The docstring of a script (a stand-alone program) should be usable as its “usage” message, printed when the script is invoked with incorrect or missing arguments (or perhaps with a “-h” option, for “help”). Such a docstring should document the script’s function and command line syntax, environment variables, and files. Usage messages can be fairly elaborate (several screens full) and should be sufficient for a new user to use the command properly, as well as a complete quick reference to all options and arguments for the sophisticated user.

docopt is perfect for this.

Full control of the --help output

You can do this with argparse of course, but doing so is not trivial. You have to implement an argparse “formatter class”, and the names are ugly:

argparse.RawDescriptionHelpFormatter
argparse.RawTextHelpFormatter
argparse.ArgumentDefaultsHelpFormatter
argparse.MetavarTypeHelpFormatter

Ugh.

You can also prevent argparse from generating the help message automatically, but then you have to re-implement handling -h,--help yourself.

Arbitrary conditions

Usage: my_program (--either-this <and-that> | <or-this>)

There isn’t any way to do this directly with argparse.

You’ll have to do it manually, like so:

parser = argparse.ArgumentParser()
parser.add_argument("--either-this")
parser.add_argument("or_this", nargs="?")

args = args.parse_args():
if not any((args.either_this, args.or_this)):
    sys.exit("...")

Grouping exclusive options

With docopt:

Usage: foo go (--up | --down)

With argparse, you must use add_mutually_exclusive_group() which is quite verbose …

Maintainability

If you configure your argparse.ArgumentParser from several portions of your code, you risk defining the same option twice, which will lead to this kind of errors:

argparse.ArgumentError: argument -f/--format: conflicting option string: -f

and this gets old fast …

Available for many languages

Although the reference implementation of docopt is in Python, the library has been ported to quite a few languages.

The official list is on github

Where argparse is better

In the standard library

Actually, this has both pros and cons.

  • Pros: you don’t have to install anything, it will just work with your existing Python installation.
  • Cons: since it’s part of the standard library, you’ll have to wait for a new Python release to get bug fixes or new features.

No DSL

docopt is able to do its magic because it uses a DSL (domain specific language)

That’s why you only need a few lines of code to use it, because the information you need is parsed from an other language, dedicated to this task.

◇ ◇ ◇ ◇ ◇

■ **Requirements**:
**1.** List every argparse formatter class name that the docopt and argparse comparison gives.
**2.** Reproduce the docopt and argparse comparison from "docopt is able" up to and including "to this task.", substituting "work" for "magic".
**3.** Write the next part of the docopt and argparse comparison, picking up after its final sentence.

◇ ◇ ◇ ◇ ◇

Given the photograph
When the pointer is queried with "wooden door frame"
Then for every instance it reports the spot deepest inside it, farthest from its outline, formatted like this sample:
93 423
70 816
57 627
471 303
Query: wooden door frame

◇ ◇ ◇ ◇ ◇

■ **Responses to the exercise**:
**1.**
argparse.RawDescriptionHelpFormatter
argparse.RawTextHelpFormatter
argparse.ArgumentDefaultsHelpFormatter
argparse.MetavarTypeHelpFormatter

**2.**
docopt is able to do its work because it uses a DSL (domain specific language)

That’s why you only need a few lines of code to use it, because the information you need is parsed from an other language, dedicated to this task.

**3.**
Quite ironically, this is the same approach used by getopt. The weird "ho:v" string is also a DSL …

But using a DSL comes with a few cons:

For instance, you need 2 spaces between the option name and its description for docopt to work:

foo

  --this-is-long Long description
  --short        Do it short

It’s hard to see where the problem is here …

Also, if docopt cannot parse your usage string, you’ll get a cryptic error message with no clue about what line is wrong:

"""
Usage:
  naval_fate ship new <name>...
  naval_fate ship <name> move <x> <y> [--speed=<kn>]
  naval_fate mine (set|remove <x> <y> [--moored|--drifting]
  naval_fate ship shoot <x> <y>
"""


from docopt import docopt
opts = docopt(__doc__)
$ python naval_fate.py

docopt.DocoptLanguageError: unmatched '('

That’s what you get when creating a new language: you have to take care of many subtle details and problems that comes with it…

See an article from ESR for some discussion around this topic.

But this is a bit philosophical, let’s get to more concrete stuff.

Error messages

docopt will always print the usage if it can’t parse the command line, with no explanation.

argparse will generate much more information:

$ naval_fate move
invalid choice: 'move' (choose from 'ship', 'mine')
$ naval_fate ship new
the following arguments are required: names
$ naval_fate ship move bounty 5 fortytwo
argument y: invalid float value: 'fortytwo'

There’s a Pull Request to fix this, though.

Options that only make sense for one operating system

Yes, this is a contrived example:

if os.name == "nt":
    parser.add_argument("--on-mingw")

Still, you get the idea: since you’re using Python to build your parser, you have access to the full features of the language, instead of being constrained by the DSL.

Naming

I really like the fact I have a two possible “names” : one for command line API, and an other one for the attribute of the returned value.

For instance, here is a pattern I often use:

def do_foo(raises=True):
    ok = try_something()
    if not ok and raises:
        raise FooFailed()

Using argparse, I can do:

parser.add_argument("--ignore-errors", dest="raises")
args = parser.parse_args()
do_foo(raises=args.raises) # I really don't care what the flag is called here
                           # for all I know, it could be --i-know-what-i-am-doing

With docopt, I would have to write:

opts = docopt.docopt(__doc__)
do_foo(raises=opts["--ignore-errors"])

which I find less readable, but maybe it’s a matter of taste.

An other example is when you need a --no-foo option.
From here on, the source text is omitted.